# Description of the task
In the records below, how many lines contain the string "heron"? Reply with the number alone.

# Picture region annotation data
[start]

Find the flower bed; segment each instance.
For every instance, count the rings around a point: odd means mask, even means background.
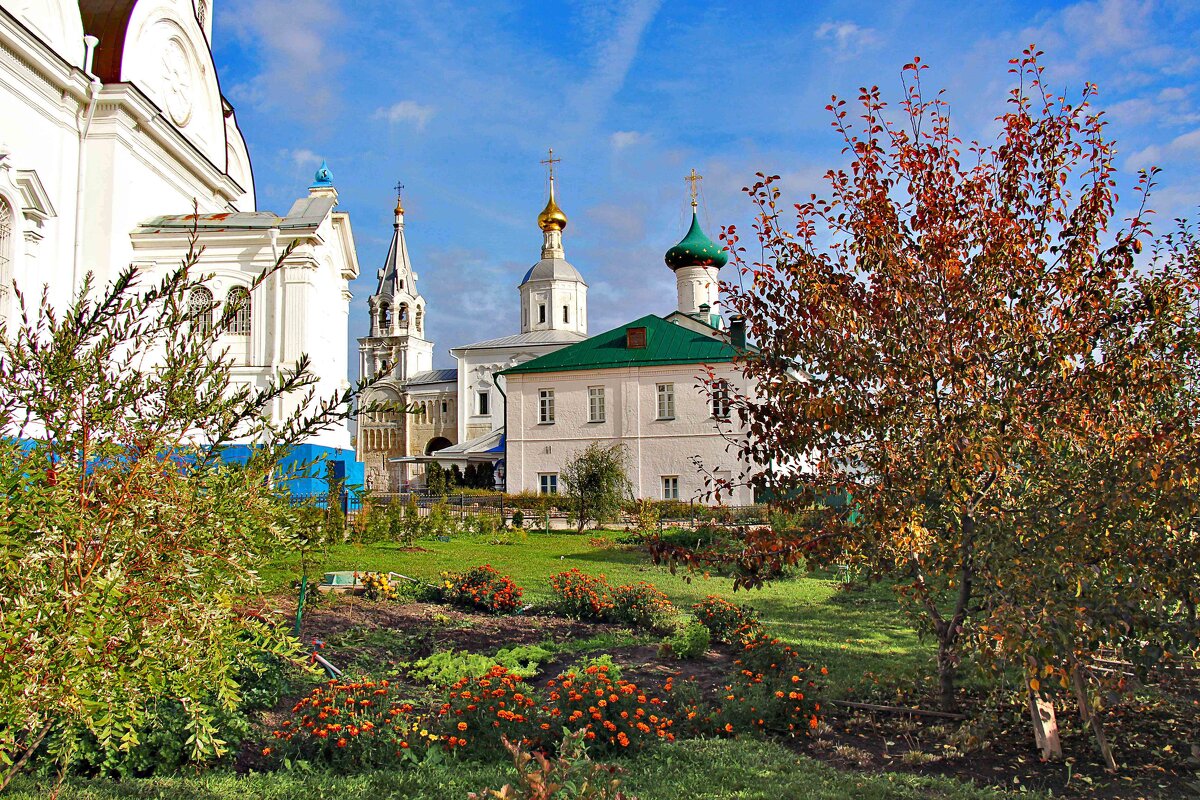
[[[440,599],[491,614],[511,614],[521,606],[524,591],[512,578],[485,564],[466,572],[443,572]]]
[[[676,612],[653,584],[638,581],[611,587],[605,576],[587,575],[577,567],[551,576],[550,588],[554,613],[580,620],[656,627]]]

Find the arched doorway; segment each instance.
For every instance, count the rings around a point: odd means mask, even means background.
[[[439,450],[449,447],[452,444],[454,443],[446,439],[445,437],[433,437],[432,439],[430,439],[428,444],[425,445],[425,455],[428,456]]]

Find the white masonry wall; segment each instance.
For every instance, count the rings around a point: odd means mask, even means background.
[[[738,476],[743,468],[712,416],[712,404],[701,389],[701,365],[582,369],[508,375],[508,489],[538,492],[539,476],[559,474],[592,441],[620,441],[629,452],[629,479],[637,498],[661,499],[662,477],[678,476],[679,499],[715,505],[706,497],[698,457],[719,476]],[[744,385],[732,365],[721,365],[718,377],[733,391]],[[658,384],[674,384],[674,419],[658,417]],[[588,421],[588,389],[605,387],[605,421]],[[554,390],[554,422],[539,422],[539,390]],[[736,426],[736,420],[726,426]],[[739,487],[724,505],[750,505],[754,493]]]

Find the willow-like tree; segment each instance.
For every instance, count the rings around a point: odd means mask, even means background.
[[[580,533],[589,522],[614,518],[620,504],[632,497],[628,465],[625,445],[605,446],[599,441],[593,441],[563,465],[562,494]]]
[[[167,706],[192,760],[220,757],[239,668],[298,654],[234,599],[288,543],[281,462],[365,384],[317,398],[307,357],[234,381],[220,337],[238,306],[190,305],[198,258],[193,231],[157,279],[89,276],[58,309],[18,295],[0,326],[0,790],[44,742],[64,766],[85,740],[128,757]],[[272,421],[280,401],[296,410]],[[241,464],[220,457],[234,441],[254,443]]]
[[[1096,88],[1050,92],[1039,55],[1012,62],[991,144],[960,143],[918,59],[896,109],[834,98],[850,163],[828,197],[785,206],[760,174],[762,255],[725,231],[757,345],[734,441],[768,465],[745,477],[794,507],[850,499],[749,531],[742,583],[800,558],[899,581],[947,708],[967,646],[1037,694],[1100,648],[1195,642],[1195,240],[1153,239],[1153,172],[1121,219]]]

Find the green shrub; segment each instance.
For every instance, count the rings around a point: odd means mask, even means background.
[[[438,738],[430,733],[427,717],[413,712],[413,704],[386,680],[329,681],[292,708],[263,756],[317,762],[343,772],[420,760]]]
[[[604,667],[605,672],[613,680],[620,679],[620,664],[613,662],[612,656],[607,652],[601,656],[593,656],[589,658],[580,658],[571,666],[571,669],[577,673],[588,672],[589,667]]]
[[[762,628],[757,610],[750,606],[736,606],[716,595],[704,597],[691,610],[713,638],[725,644],[738,644]]]
[[[666,655],[676,658],[698,658],[708,651],[710,642],[712,634],[707,627],[700,622],[689,622],[662,639],[662,649]]]
[[[443,650],[414,661],[408,668],[408,675],[434,686],[449,686],[464,678],[481,678],[498,664],[517,678],[533,678],[538,674],[538,667],[552,655],[550,650],[536,645],[505,648],[494,656]]]
[[[644,581],[617,587],[612,590],[608,621],[636,627],[660,627],[674,615],[671,600],[654,584]]]
[[[612,610],[612,590],[605,577],[578,567],[550,576],[551,609],[562,616],[602,622]]]

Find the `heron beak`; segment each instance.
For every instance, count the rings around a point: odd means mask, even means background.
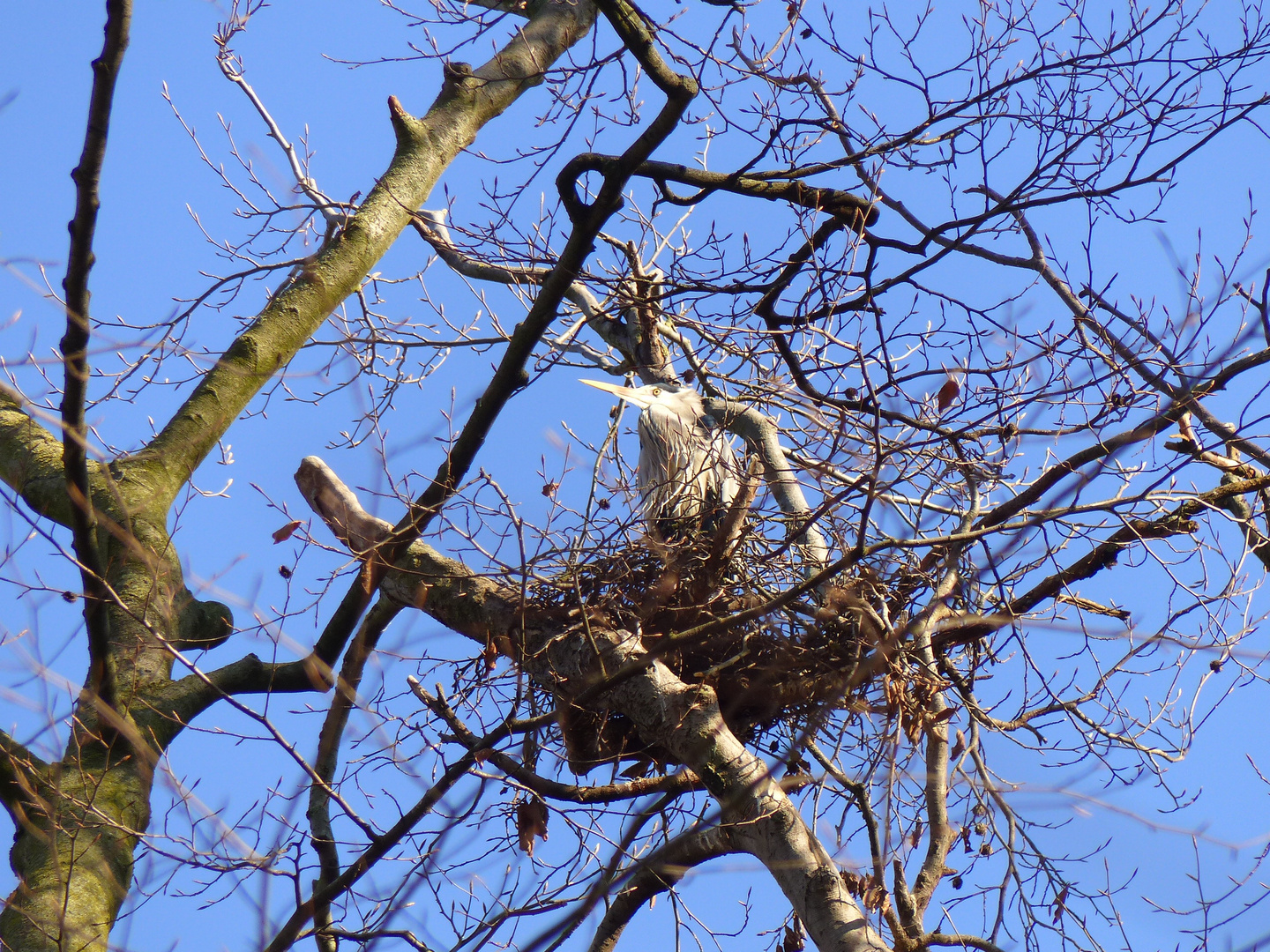
[[[598,380],[583,380],[578,382],[585,383],[588,387],[594,387],[596,390],[602,390],[606,393],[612,393],[615,397],[625,400],[627,404],[634,404],[641,409],[648,405],[648,401],[644,400],[643,395],[631,387],[621,387],[616,383],[606,383],[605,381]]]

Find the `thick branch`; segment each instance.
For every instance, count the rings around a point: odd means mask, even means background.
[[[71,248],[66,259],[66,334],[62,336],[62,466],[66,493],[71,501],[71,529],[75,557],[84,585],[84,622],[88,628],[89,688],[107,707],[114,706],[114,678],[107,664],[110,633],[107,618],[107,586],[102,557],[97,547],[97,515],[88,468],[88,428],[84,402],[88,397],[89,291],[93,270],[93,235],[102,202],[98,184],[105,161],[105,138],[110,128],[114,81],[128,48],[131,0],[107,0],[105,41],[102,55],[93,61],[93,95],[88,108],[88,131],[79,165],[71,171],[75,182],[75,217],[70,223]]]
[[[626,886],[613,896],[596,928],[589,952],[612,952],[622,932],[645,902],[678,885],[690,869],[716,857],[738,852],[730,828],[715,826],[688,833],[641,859]]]
[[[71,524],[62,443],[22,409],[23,399],[0,385],[0,480],[41,515]],[[90,479],[95,461],[86,463]]]
[[[803,486],[790,468],[781,449],[781,433],[776,424],[758,410],[733,400],[706,399],[706,410],[749,444],[763,461],[763,480],[790,520],[790,533],[798,542],[803,566],[808,575],[820,571],[829,561],[829,546],[820,529],[809,522],[812,506],[806,503]]]

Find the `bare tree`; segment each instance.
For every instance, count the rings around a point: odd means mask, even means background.
[[[1179,264],[1177,307],[1123,253],[1196,188],[1187,162],[1261,128],[1261,9],[441,0],[398,10],[441,90],[419,117],[389,100],[396,150],[344,201],[236,52],[262,6],[236,4],[208,55],[291,194],[194,137],[243,230],[202,293],[90,367],[95,339],[137,330],[88,292],[131,18],[108,0],[60,369],[6,358],[0,479],[55,553],[15,551],[6,578],[74,565],[86,677],[46,726],[58,758],[3,740],[0,942],[107,948],[138,850],[203,887],[286,881],[271,952],[607,951],[726,854],[786,897],[761,923],[784,952],[804,933],[823,952],[1129,942],[1118,886],[1081,875],[1100,844],[1053,836],[1010,773],[1088,764],[1167,796],[1215,704],[1265,678],[1245,646],[1270,566],[1255,203],[1215,274]],[[380,270],[394,245],[414,270]],[[263,310],[201,359],[210,314],[260,283]],[[481,311],[460,321],[464,293]],[[484,374],[448,413],[446,360]],[[705,537],[645,537],[630,416],[588,437],[593,393],[569,466],[517,501],[535,462],[486,438],[572,368],[701,392],[745,473]],[[152,435],[97,439],[112,409],[169,406],[165,374],[178,405]],[[319,517],[278,517],[301,607],[251,622],[187,586],[173,532],[196,471],[282,388],[339,411],[314,449],[377,454],[399,518],[292,461]],[[423,480],[384,437],[415,393],[451,428]],[[420,613],[467,654],[382,650]],[[305,621],[291,660],[239,647]],[[268,706],[287,694],[321,706],[319,736]],[[273,842],[246,820],[159,829],[164,754],[230,716],[293,774],[297,796],[257,795]],[[1250,895],[1198,892],[1196,946]]]

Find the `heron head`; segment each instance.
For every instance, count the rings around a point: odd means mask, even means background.
[[[615,397],[625,400],[632,406],[638,406],[640,410],[648,410],[650,406],[657,405],[669,405],[676,401],[681,393],[688,390],[688,387],[681,387],[674,383],[649,383],[644,387],[621,387],[616,383],[607,383],[598,380],[584,380],[580,381],[589,387],[596,390],[602,390],[606,393],[612,393]]]

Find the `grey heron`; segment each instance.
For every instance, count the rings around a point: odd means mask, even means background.
[[[673,383],[582,382],[640,409],[636,480],[653,537],[671,542],[716,528],[737,498],[740,471],[701,395]]]

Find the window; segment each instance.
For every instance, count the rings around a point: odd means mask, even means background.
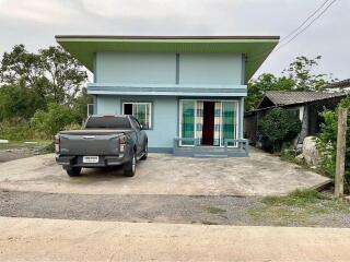
[[[151,103],[122,103],[122,114],[131,115],[138,119],[143,129],[152,128]]]

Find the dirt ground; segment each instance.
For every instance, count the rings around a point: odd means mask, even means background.
[[[349,261],[350,229],[0,217],[0,261]]]
[[[260,196],[0,192],[0,216],[236,226],[350,227],[350,205],[331,200],[265,204]]]

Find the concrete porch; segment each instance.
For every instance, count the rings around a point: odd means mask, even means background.
[[[190,142],[191,146],[179,146],[180,142]],[[234,146],[229,146],[233,144]],[[174,156],[187,156],[199,158],[224,158],[224,157],[247,157],[249,156],[248,140],[225,140],[224,146],[203,146],[198,139],[174,139]]]

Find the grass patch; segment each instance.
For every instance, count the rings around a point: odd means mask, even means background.
[[[31,144],[25,144],[24,142],[35,142]],[[49,146],[54,141],[52,140],[26,140],[26,141],[10,141],[7,144],[0,144],[1,150],[13,150],[13,148],[34,148],[34,147],[46,147]]]
[[[226,210],[220,209],[220,207],[215,207],[215,206],[207,206],[206,211],[210,214],[214,214],[214,215],[220,215],[223,213],[226,213]]]
[[[267,205],[305,206],[322,199],[325,199],[325,195],[316,190],[298,189],[283,196],[265,196],[261,202]]]
[[[350,215],[350,205],[316,190],[296,190],[283,196],[265,196],[262,205],[247,211],[258,224],[315,226],[331,224],[332,214]]]

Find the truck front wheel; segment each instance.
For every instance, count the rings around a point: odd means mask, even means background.
[[[65,169],[70,177],[78,177],[81,172],[81,167],[65,167]]]
[[[133,177],[136,171],[136,154],[133,153],[131,159],[124,165],[124,176]]]

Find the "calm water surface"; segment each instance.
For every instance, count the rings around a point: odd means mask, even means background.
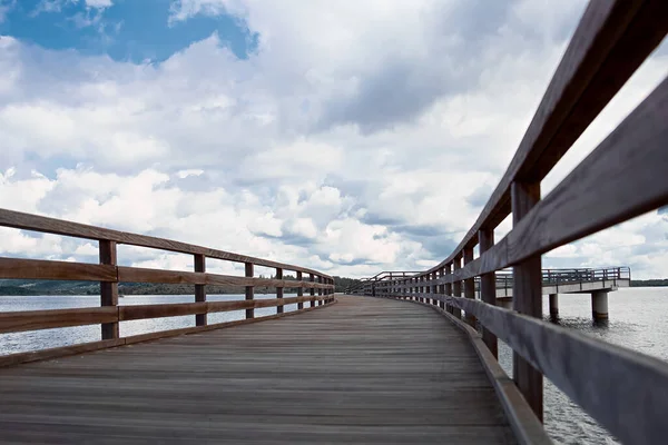
[[[286,295],[287,297],[287,295]],[[256,295],[256,298],[274,298],[274,295]],[[121,305],[165,303],[191,303],[187,296],[126,296]],[[244,299],[243,295],[207,295],[212,301]],[[99,306],[99,296],[0,297],[0,312],[63,309]],[[295,310],[286,305],[285,310]],[[543,310],[548,309],[547,297]],[[257,316],[272,315],[276,308],[255,309]],[[606,342],[668,360],[668,288],[626,288],[609,294],[610,319],[607,324],[591,320],[589,295],[559,295],[559,324],[577,329]],[[209,323],[243,319],[244,310],[209,314]],[[544,315],[549,319],[548,314]],[[120,335],[128,336],[156,330],[175,329],[195,325],[195,316],[157,318],[120,323]],[[42,349],[100,339],[99,325],[28,333],[0,335],[0,354]],[[512,375],[512,353],[507,345],[499,345],[499,360]],[[605,372],[601,367],[600,372]],[[563,393],[546,379],[544,423],[550,436],[562,444],[617,444],[617,441],[591,417],[584,414]],[[633,407],[629,407],[632,409]]]
[[[293,295],[285,294],[285,297]],[[296,295],[294,295],[296,296]],[[232,301],[244,299],[245,295],[207,295],[207,301]],[[255,294],[256,299],[276,298],[274,294]],[[121,306],[131,305],[157,305],[170,303],[194,303],[193,295],[134,295],[118,299]],[[33,296],[33,297],[1,297],[0,313],[14,310],[42,310],[42,309],[69,309],[77,307],[98,307],[100,297],[90,296]],[[305,303],[306,307],[310,303]],[[296,310],[297,305],[285,305],[284,310]],[[276,314],[275,307],[255,309],[255,316]],[[223,323],[244,319],[245,310],[233,310],[228,313],[208,314],[208,323]],[[120,336],[154,333],[158,330],[178,329],[195,326],[195,316],[166,317],[141,319],[132,322],[120,322]],[[27,333],[1,334],[0,355],[23,353],[28,350],[45,349],[50,347],[75,345],[77,343],[95,342],[100,338],[100,325],[63,327],[56,329],[33,330]]]
[[[543,317],[549,320],[548,297]],[[559,295],[559,324],[630,349],[668,360],[668,288],[633,287],[608,294],[608,323],[591,319],[589,294]],[[499,345],[499,362],[512,375],[512,352]],[[599,369],[605,373],[605,366]],[[633,409],[629,406],[629,411]],[[550,380],[544,380],[544,424],[561,444],[618,444],[606,429],[572,403]]]

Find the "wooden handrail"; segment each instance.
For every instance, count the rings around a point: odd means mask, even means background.
[[[668,205],[668,78],[542,199],[540,186],[667,32],[665,0],[590,1],[510,166],[459,246],[428,270],[411,277],[381,274],[362,286],[374,296],[474,316],[491,352],[497,337],[513,349],[513,379],[539,419],[546,375],[633,444],[668,436],[661,416],[668,409],[668,364],[539,319],[541,255]],[[512,230],[494,243],[494,228],[511,214]],[[479,244],[480,256],[472,258]],[[514,312],[494,306],[495,273],[508,267]],[[608,269],[591,274],[591,279],[630,279],[628,269],[612,277]],[[482,277],[482,301],[471,291],[477,277]]]
[[[43,356],[51,358],[58,356],[59,352],[62,354],[72,354],[80,350],[95,350],[96,348],[127,344],[127,338],[119,338],[120,322],[195,315],[195,327],[188,332],[198,332],[197,329],[208,328],[206,315],[210,313],[245,309],[246,318],[250,320],[255,318],[255,308],[276,307],[277,315],[283,316],[285,305],[297,304],[297,312],[304,312],[307,310],[304,309],[305,301],[310,301],[311,307],[315,307],[316,304],[317,306],[321,306],[323,304],[334,303],[333,278],[326,274],[299,266],[7,209],[0,209],[0,227],[1,226],[99,240],[100,264],[0,257],[0,278],[99,281],[100,307],[1,313],[0,333],[99,324],[101,326],[102,342],[88,344],[87,346],[81,347],[67,346],[56,348],[45,352],[42,355],[37,353],[26,353],[0,357],[0,366],[2,364],[32,360],[35,357]],[[191,254],[194,256],[195,270],[161,270],[118,266],[117,244],[128,244],[181,254]],[[207,258],[244,263],[246,276],[207,273]],[[254,266],[256,265],[276,268],[276,278],[255,277]],[[296,271],[297,279],[287,279],[287,277],[284,277],[283,275],[284,270]],[[307,280],[303,279],[304,273],[308,274]],[[194,303],[119,306],[119,283],[194,285]],[[206,285],[245,287],[246,299],[235,301],[206,301]],[[277,298],[255,299],[254,288],[257,286],[275,287]],[[297,289],[297,297],[283,298],[285,288]],[[302,296],[304,288],[311,289],[311,295]],[[317,296],[315,295],[315,289],[318,290]],[[258,319],[266,318],[267,317],[259,317]],[[216,324],[216,326],[225,327],[235,323],[237,322]],[[164,335],[174,335],[175,332],[163,333]],[[150,335],[136,336],[132,342],[137,342],[141,338],[159,338],[161,335],[163,334],[158,332],[151,333]]]

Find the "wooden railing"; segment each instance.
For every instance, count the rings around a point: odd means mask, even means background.
[[[668,365],[539,318],[541,255],[668,204],[668,79],[552,191],[541,181],[668,30],[668,2],[591,1],[508,170],[475,224],[439,265],[397,278],[397,298],[442,301],[513,349],[513,379],[542,421],[543,375],[629,444],[668,437]],[[513,228],[494,243],[512,214]],[[479,246],[480,256],[473,255]],[[513,269],[513,309],[494,306],[495,271]],[[474,299],[481,278],[482,301]],[[463,291],[463,295],[462,295]]]
[[[322,306],[334,300],[333,278],[317,270],[299,266],[6,209],[0,209],[0,227],[2,226],[98,240],[99,264],[0,257],[0,278],[99,281],[100,307],[0,313],[0,334],[99,324],[101,325],[101,340],[3,356],[0,357],[0,366],[119,346],[170,335],[195,333],[239,323],[228,322],[209,325],[207,324],[207,314],[212,313],[245,309],[246,320],[252,320],[255,318],[254,310],[256,308],[276,307],[276,316],[283,316],[285,305],[296,304],[296,312],[303,312],[310,309],[304,308],[304,303],[308,303],[311,308],[313,308],[316,305]],[[117,259],[118,244],[190,254],[194,257],[194,271],[119,266]],[[206,271],[207,258],[243,263],[245,264],[245,276],[209,274]],[[255,277],[255,266],[275,268],[275,278]],[[296,279],[283,279],[283,274],[286,270],[295,271]],[[308,276],[307,279],[305,279],[306,275]],[[119,306],[119,283],[190,284],[195,286],[194,303]],[[236,301],[207,301],[206,285],[244,287],[245,299]],[[276,298],[255,299],[254,289],[258,286],[275,287]],[[297,296],[284,298],[285,288],[297,289]],[[304,295],[304,289],[307,289],[310,295]],[[194,327],[124,338],[119,336],[120,322],[184,315],[195,315]],[[258,317],[257,319],[274,318],[276,316]]]
[[[406,277],[412,277],[412,271],[382,271],[371,278],[362,278],[360,284],[345,290],[346,294],[357,294],[366,296],[386,296],[394,294],[395,285],[405,283]],[[512,289],[512,270],[501,270],[495,274],[495,286],[499,289]],[[606,268],[571,268],[571,269],[542,269],[543,286],[559,286],[569,284],[584,284],[598,281],[631,280],[631,269],[629,267],[606,267]],[[474,289],[480,291],[481,277],[474,277]]]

[end]

# Full answer
3